------ Testo ------

Forse anche per questo motivo, noto che di quanto sta succedendo, proprio nell’economia reale, in fondo se ne parla poco. Gli eventi che vi succedono raramente sono eclatanti e, anche quando lo sarebbero, l’interesse che suscitano è molto meno di un piccolo scandalo di provincia. Delle glorie o tragedie della finanza globalizzata invece si legge dappertutto e, a furia di parlare di andamenti delle borse, per i più sembra che l’economia sia tutta lì.

Per entrare nel tema, visto come penso si svilupperanno le faccende di questo mondo, le considerazioni sulla Cina le lascio per ultime, anche perché la Cina non ne vuole sapere per il momento di essere considerata la potenza economica numero 1, nonostante tale sia, se valutassimo il suo PIL sulla base del potere d’acquisto interno.

Per il momento la Cina si accontenta di essere solo la candidata al massimo gradino del podio. Per i cinesi, meno all’estero si parla dei loro successi, meglio è. All’interno invece non c’è organo d’informazione ed evento che non esalti i grandi progressi industriali e le imponenti realizzazioni infrastrutturali che in quel paese si sfornano a getto continuo e inimmaginabile da ogni occidentale.

Godiamoci invece per un momento questa simpatica vignetta, tratta da altro blog, dove i 4 Re Magi, che portano i doni al Salvatore, potrebbero essere:

La Cina che porta l’oro

La Germania che porta l’argento (scusate il cambio di prodotto)

L’Italia che porta l’incenso

Gli Usa che portano il resto

USA

Se parliamo di industria manifatturiera, possiamo dire che negli USA ormai non esiste più, mentre un tempo era fortissima. Fino agli anni 90, una buona parte delle novità tecnologiche che apparivano sui mercati erano Made in USA e possiamo anche dire che la crescita economica di questa nazione fino ad allora si era  basata su questo settore economico, facendo sì che i prodotti Made in USA fossero sinonimo di innovazione e qualità.

Oggi invece, escludendo gli alimenti, la grandissima parte dei prodotti che gli americani usano e consumano sono di provenienza straniera, prevalentemente asiatica, con la Cina che ormai la fa sempre più da padrona.

------ Estratti dei dati ------

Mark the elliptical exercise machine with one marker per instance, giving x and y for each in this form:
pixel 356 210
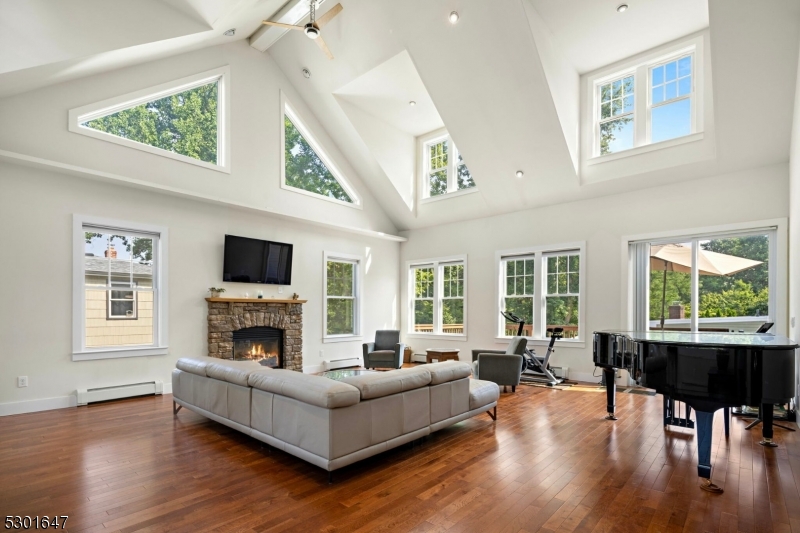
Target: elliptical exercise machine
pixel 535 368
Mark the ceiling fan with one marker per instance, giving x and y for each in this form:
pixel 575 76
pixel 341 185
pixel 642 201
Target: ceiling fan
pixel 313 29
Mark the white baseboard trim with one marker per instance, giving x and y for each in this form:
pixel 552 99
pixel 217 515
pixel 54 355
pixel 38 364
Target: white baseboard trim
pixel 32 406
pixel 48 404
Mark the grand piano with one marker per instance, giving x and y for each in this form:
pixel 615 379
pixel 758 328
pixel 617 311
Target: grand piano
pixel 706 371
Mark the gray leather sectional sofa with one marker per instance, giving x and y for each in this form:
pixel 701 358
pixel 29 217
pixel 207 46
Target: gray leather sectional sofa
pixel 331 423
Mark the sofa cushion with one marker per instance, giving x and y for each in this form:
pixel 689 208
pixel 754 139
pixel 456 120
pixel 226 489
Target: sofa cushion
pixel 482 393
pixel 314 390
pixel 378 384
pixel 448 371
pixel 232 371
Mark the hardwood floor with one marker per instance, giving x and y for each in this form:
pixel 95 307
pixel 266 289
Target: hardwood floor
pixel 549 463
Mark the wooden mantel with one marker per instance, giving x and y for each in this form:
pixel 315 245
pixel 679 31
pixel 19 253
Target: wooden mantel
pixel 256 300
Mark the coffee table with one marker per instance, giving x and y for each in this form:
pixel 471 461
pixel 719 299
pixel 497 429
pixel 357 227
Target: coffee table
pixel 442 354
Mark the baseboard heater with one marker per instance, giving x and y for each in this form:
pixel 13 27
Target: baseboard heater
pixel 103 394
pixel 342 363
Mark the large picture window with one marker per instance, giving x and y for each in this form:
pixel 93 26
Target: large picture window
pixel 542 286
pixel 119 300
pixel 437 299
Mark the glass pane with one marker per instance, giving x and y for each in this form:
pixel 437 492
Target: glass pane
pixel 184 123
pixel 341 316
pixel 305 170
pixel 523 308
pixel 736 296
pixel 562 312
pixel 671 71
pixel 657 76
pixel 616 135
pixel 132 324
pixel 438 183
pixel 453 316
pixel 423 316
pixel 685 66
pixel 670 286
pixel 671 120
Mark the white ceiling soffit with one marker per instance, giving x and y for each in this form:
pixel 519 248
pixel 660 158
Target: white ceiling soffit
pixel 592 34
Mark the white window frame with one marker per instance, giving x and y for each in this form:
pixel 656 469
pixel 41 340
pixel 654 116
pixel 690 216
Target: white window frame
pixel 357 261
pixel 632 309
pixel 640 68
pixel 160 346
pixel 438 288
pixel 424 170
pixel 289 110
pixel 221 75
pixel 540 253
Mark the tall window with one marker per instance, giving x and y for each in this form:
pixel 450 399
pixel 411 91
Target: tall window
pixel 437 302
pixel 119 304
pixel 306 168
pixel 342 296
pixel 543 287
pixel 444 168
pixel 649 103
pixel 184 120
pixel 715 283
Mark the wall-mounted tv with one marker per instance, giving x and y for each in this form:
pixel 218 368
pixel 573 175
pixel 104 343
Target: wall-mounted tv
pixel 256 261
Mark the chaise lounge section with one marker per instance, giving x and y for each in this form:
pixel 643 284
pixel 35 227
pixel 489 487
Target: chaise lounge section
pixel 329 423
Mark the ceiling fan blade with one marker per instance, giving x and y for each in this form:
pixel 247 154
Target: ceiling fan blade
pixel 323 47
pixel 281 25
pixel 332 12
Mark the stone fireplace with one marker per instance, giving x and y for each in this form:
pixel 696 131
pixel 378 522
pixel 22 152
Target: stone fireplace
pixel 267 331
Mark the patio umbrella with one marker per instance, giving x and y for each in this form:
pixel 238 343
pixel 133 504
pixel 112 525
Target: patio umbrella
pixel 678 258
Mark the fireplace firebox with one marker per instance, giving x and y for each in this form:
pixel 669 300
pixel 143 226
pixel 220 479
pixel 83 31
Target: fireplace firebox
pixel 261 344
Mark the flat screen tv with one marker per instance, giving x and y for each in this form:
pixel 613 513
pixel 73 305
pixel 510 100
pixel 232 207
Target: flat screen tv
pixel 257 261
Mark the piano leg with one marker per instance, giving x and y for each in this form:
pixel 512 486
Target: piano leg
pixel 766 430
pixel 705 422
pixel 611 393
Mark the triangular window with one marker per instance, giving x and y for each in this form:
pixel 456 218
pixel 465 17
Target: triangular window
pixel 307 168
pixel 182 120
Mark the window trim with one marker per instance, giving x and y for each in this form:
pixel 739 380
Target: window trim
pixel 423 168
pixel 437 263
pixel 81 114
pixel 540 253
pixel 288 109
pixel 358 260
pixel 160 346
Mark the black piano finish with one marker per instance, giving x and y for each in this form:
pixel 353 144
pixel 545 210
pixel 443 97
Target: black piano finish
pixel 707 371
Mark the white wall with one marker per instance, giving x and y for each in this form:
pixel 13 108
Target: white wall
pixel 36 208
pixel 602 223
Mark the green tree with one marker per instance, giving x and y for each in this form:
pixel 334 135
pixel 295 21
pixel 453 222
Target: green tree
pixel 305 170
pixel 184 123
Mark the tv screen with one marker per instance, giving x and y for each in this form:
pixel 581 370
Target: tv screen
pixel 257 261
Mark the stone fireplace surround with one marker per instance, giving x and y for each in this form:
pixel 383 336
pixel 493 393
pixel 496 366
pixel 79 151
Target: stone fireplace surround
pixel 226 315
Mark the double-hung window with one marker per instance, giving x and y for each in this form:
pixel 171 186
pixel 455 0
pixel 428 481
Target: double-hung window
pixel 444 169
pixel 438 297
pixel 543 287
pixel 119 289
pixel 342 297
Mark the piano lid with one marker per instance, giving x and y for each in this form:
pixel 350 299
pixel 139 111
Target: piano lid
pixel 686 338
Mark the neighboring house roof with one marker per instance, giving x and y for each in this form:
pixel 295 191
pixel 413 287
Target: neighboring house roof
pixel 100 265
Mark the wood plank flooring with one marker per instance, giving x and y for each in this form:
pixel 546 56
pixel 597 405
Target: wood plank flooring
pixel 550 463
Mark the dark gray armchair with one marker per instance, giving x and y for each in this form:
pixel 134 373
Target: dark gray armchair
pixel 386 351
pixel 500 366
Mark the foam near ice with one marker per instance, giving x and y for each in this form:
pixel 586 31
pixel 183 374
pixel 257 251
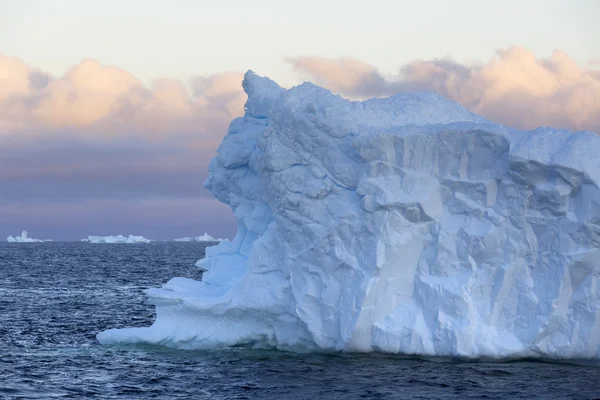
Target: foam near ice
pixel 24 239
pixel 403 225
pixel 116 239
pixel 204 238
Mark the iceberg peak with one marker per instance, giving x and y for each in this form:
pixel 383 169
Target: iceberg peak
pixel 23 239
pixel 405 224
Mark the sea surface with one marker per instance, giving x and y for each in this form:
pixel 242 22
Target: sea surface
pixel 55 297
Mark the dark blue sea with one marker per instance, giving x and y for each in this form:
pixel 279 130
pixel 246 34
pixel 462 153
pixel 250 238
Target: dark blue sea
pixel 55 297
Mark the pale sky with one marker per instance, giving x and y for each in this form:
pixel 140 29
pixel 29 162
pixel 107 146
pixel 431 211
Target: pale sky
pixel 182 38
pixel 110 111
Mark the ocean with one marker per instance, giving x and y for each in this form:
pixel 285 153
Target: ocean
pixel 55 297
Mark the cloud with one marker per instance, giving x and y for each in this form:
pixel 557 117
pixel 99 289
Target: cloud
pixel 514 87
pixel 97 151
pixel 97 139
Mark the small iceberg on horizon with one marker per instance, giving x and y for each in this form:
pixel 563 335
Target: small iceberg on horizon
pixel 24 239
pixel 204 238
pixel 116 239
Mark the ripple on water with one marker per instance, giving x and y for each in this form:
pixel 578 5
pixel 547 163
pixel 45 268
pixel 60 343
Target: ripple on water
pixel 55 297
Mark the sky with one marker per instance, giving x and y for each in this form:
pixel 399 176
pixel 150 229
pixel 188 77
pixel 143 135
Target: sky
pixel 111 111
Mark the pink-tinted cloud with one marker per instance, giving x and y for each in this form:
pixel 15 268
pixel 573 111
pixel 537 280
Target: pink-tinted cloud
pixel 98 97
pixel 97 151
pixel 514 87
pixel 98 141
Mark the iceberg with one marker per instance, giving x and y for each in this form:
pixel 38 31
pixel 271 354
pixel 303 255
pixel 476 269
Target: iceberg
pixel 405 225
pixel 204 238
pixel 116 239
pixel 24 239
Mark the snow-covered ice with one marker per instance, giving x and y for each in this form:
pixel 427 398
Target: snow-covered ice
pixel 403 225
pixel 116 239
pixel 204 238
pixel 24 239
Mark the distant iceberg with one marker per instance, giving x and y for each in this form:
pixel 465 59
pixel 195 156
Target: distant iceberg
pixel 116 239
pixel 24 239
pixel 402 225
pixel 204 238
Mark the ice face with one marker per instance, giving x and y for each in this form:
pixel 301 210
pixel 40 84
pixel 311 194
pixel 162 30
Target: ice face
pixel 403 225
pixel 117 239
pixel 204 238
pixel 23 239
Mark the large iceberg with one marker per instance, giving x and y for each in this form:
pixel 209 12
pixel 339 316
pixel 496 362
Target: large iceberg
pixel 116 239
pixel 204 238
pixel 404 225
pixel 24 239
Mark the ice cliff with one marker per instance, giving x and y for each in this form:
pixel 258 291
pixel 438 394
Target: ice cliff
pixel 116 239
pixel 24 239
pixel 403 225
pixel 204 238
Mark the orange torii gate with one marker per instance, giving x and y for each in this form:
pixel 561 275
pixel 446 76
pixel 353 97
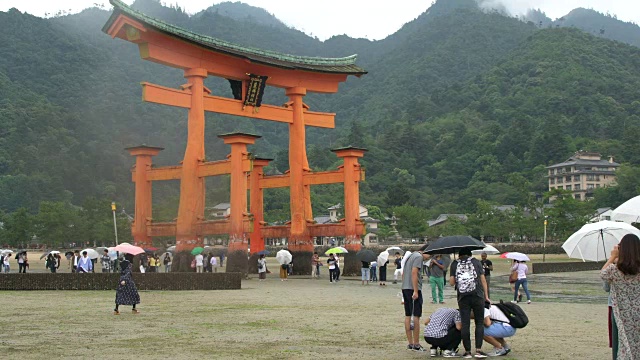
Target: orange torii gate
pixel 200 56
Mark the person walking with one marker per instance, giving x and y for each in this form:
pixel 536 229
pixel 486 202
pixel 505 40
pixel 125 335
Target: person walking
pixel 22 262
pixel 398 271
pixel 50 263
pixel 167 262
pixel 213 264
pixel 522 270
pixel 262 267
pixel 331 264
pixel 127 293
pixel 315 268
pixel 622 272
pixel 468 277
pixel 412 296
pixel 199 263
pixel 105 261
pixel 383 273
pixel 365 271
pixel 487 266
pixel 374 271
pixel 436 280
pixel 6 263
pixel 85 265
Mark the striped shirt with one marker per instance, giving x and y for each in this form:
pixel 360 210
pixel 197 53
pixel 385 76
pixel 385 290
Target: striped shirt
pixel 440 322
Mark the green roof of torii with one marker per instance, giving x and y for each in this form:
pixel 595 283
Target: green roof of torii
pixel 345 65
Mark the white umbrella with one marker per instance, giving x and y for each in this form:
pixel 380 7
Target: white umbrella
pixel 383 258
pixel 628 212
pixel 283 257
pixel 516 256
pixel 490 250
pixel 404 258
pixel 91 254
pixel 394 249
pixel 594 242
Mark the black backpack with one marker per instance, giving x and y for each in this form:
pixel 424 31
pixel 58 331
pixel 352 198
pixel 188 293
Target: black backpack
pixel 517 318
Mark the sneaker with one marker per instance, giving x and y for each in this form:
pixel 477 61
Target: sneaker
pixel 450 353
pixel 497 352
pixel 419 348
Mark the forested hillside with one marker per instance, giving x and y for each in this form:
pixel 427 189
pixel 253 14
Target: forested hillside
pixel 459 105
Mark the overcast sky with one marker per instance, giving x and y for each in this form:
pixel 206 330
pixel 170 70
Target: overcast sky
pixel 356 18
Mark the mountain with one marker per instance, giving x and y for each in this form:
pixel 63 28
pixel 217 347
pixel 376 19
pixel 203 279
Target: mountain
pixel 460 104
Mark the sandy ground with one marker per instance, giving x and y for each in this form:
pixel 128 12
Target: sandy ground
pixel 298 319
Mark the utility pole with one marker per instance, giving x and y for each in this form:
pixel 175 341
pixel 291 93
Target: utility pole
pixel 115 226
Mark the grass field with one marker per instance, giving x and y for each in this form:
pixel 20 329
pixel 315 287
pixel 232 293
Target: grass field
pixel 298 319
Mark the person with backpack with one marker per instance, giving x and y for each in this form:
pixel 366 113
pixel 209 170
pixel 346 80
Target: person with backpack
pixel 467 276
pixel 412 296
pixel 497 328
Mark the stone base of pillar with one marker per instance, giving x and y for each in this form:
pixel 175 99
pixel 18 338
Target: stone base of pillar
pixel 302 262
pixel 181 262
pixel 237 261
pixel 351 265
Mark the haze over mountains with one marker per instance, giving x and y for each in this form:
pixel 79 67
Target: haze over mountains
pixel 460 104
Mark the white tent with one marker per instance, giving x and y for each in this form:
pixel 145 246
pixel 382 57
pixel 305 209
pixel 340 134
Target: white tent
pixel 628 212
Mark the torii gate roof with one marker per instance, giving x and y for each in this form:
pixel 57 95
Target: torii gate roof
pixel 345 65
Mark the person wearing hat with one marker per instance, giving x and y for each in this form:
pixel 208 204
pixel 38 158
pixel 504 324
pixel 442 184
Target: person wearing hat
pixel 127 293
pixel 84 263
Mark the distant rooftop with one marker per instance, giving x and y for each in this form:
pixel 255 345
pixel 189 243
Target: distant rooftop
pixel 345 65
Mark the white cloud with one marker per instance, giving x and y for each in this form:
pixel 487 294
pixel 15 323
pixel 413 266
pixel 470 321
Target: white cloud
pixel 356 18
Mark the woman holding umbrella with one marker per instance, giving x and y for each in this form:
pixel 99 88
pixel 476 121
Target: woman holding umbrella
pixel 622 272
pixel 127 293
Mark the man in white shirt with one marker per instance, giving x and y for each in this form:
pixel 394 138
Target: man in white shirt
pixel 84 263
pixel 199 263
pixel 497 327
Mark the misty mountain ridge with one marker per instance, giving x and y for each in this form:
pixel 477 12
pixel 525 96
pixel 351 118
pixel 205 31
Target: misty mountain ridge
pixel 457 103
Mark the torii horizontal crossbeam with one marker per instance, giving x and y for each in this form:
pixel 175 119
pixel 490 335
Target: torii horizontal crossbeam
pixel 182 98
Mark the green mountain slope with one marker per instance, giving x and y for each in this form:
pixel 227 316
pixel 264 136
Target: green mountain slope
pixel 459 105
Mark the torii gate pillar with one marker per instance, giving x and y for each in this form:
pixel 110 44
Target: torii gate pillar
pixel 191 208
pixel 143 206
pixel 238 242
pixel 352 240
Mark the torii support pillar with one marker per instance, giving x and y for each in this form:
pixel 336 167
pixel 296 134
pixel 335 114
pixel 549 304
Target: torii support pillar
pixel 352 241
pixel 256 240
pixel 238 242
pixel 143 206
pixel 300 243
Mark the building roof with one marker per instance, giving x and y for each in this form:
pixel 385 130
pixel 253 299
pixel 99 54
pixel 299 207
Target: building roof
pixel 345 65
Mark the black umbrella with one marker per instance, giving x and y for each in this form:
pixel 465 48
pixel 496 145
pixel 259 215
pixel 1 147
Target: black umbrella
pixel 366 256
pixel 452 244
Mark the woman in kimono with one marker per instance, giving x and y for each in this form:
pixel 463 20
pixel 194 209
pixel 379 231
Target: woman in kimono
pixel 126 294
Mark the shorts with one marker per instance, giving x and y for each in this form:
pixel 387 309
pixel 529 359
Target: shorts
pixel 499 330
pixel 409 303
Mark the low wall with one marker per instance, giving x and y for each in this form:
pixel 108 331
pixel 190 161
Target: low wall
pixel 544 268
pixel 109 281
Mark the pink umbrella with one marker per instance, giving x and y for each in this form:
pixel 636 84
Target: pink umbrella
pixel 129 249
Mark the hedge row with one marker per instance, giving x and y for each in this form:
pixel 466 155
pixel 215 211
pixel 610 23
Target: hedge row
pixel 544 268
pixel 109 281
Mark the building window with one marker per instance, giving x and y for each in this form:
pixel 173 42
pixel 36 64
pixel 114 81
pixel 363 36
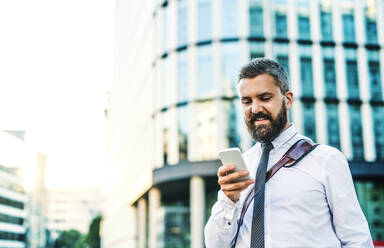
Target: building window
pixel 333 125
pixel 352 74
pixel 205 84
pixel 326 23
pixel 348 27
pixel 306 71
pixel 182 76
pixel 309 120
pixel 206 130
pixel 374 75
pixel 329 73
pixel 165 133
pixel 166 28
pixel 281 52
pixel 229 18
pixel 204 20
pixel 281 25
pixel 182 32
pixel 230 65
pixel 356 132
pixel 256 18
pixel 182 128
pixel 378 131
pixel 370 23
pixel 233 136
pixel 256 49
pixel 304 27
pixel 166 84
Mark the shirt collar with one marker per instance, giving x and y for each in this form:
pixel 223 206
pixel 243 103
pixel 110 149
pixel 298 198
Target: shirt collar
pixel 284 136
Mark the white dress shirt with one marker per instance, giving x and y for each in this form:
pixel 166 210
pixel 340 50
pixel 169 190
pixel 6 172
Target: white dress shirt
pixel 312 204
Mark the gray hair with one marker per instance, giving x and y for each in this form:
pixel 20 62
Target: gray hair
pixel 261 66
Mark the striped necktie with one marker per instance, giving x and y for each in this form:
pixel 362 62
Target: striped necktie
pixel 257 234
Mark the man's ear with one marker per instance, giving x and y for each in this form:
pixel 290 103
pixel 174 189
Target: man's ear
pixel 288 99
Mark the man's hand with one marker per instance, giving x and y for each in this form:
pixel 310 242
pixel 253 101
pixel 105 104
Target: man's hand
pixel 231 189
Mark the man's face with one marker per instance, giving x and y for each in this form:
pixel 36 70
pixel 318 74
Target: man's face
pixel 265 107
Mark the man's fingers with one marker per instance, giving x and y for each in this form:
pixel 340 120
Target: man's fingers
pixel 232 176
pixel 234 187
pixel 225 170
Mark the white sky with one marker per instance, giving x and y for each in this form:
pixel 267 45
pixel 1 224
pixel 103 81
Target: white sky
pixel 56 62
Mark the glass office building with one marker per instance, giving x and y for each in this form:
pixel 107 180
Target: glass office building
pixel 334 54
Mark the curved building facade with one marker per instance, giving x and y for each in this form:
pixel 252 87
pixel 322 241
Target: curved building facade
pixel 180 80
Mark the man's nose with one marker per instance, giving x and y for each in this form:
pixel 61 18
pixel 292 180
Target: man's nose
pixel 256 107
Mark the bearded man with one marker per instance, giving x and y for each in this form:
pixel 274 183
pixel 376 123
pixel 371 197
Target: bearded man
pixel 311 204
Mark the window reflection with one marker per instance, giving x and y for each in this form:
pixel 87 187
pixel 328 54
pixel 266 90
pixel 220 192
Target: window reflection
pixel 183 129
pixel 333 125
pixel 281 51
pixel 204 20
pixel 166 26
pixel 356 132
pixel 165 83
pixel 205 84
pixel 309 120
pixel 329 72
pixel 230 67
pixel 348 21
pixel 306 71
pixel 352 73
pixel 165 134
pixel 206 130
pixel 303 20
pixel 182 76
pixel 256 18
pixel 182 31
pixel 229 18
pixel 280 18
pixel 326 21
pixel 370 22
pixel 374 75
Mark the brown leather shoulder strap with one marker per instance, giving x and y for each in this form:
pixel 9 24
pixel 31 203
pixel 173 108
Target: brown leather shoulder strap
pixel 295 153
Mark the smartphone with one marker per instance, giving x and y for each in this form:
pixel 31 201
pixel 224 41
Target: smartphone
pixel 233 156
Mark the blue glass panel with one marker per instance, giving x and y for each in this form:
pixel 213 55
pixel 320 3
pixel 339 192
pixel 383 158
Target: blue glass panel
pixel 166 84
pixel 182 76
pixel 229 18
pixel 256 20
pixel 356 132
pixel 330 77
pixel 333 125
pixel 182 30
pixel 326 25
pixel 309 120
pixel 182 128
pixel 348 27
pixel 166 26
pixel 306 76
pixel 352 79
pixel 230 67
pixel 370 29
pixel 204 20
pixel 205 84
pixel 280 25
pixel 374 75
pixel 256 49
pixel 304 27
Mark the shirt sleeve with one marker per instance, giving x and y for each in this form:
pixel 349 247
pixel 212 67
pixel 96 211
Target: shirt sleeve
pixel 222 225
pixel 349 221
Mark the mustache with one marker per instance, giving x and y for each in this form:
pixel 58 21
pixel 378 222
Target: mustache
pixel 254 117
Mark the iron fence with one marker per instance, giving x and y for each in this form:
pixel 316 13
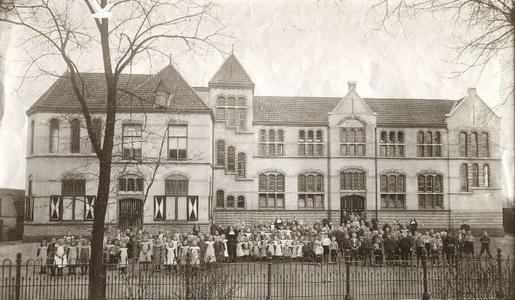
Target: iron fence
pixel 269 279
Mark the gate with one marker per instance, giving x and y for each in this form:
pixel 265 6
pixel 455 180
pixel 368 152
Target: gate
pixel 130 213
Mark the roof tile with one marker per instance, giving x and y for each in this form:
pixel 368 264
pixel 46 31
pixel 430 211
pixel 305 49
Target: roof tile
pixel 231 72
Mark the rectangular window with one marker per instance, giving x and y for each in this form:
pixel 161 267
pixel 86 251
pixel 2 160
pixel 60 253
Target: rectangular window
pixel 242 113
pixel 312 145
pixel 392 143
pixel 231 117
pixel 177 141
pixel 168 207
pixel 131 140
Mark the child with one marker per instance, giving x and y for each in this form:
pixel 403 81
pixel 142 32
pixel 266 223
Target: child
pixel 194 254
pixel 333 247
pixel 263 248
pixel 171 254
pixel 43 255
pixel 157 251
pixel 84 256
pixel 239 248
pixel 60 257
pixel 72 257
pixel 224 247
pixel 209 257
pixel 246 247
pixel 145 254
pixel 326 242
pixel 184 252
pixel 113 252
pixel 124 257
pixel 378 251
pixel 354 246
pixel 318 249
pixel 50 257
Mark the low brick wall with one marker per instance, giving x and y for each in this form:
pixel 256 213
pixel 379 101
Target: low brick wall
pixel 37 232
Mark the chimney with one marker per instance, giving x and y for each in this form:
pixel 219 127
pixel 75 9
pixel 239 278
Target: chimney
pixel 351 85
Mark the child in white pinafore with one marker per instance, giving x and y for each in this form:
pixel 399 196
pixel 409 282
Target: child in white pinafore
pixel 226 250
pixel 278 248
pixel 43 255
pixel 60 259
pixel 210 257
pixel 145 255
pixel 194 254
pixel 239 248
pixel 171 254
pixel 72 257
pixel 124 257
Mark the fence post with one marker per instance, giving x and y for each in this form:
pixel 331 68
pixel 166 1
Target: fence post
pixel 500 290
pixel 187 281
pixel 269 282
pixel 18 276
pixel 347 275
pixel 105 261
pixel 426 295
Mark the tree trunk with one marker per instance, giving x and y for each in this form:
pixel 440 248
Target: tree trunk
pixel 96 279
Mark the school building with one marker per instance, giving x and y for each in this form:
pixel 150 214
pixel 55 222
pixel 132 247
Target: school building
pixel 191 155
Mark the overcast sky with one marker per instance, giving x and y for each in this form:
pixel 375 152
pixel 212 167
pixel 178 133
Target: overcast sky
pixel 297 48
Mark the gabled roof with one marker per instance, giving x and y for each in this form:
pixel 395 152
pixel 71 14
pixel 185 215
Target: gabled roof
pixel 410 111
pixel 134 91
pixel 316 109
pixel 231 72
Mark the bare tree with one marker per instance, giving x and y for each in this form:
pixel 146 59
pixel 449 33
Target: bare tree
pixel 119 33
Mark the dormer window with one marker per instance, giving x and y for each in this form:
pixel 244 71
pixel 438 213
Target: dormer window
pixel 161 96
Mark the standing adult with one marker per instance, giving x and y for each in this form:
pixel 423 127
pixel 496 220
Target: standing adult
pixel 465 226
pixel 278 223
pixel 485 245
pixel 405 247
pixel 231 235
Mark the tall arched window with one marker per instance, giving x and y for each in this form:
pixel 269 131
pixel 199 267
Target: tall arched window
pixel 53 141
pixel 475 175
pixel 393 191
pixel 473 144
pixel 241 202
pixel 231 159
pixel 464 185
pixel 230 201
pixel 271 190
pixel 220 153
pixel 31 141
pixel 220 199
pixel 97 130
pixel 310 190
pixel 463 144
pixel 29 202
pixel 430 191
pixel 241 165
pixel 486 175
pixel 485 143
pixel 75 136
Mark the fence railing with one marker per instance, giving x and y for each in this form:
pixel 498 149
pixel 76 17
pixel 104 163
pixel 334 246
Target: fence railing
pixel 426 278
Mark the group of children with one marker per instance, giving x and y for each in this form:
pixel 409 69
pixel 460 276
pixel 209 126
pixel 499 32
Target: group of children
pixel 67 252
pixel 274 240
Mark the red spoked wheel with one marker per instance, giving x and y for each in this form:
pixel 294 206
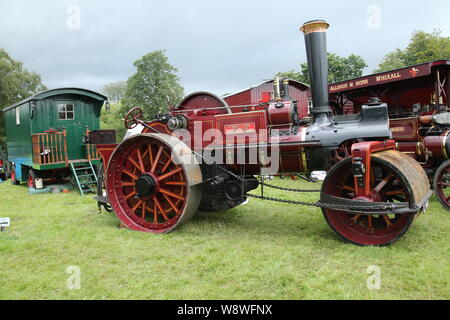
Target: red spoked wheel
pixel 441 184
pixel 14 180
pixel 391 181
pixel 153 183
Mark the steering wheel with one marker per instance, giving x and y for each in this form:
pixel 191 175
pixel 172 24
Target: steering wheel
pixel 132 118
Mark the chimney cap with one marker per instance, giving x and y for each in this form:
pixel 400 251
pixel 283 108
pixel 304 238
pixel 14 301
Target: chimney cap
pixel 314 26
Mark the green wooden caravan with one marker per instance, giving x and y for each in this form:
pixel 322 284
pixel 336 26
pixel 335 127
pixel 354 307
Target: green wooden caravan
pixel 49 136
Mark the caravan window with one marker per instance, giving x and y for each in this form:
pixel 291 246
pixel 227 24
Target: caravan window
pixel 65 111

------

* [Compiti scritti]:
1. Nella vignetta descritta nel testo, quale paese porta l'argento?
2. Copia dal testo il brano che comincia con "Godiamoci invece per" e prosegue fino a "innovazione e qualità.".

* [Risposte ai compiti]:
1. La Germania.

2.
Godiamoci invece per un momento questa simpatica vignetta, tratta da altro blog, dove i 4 Re Magi, che portano i doni al Salvatore, potrebbero essere:

La Cina che porta l’oro

La Germania che porta l’argento (scusate il cambio di prodotto)

L’Italia che porta l’incenso

Gli Usa che portano il resto

USA

Se parliamo di industria manifatturiera, possiamo dire che negli USA ormai non esiste più, mentre un tempo era fortissima. Fino agli anni 90, una buona parte delle novità tecnologiche che apparivano sui mercati erano Made in USA e possiamo anche dire che la crescita economica di questa nazione fino ad allora si era  basata su questo settore economico, facendo sì che i prodotti Made in USA fossero sinonimo di innovazione e qualità.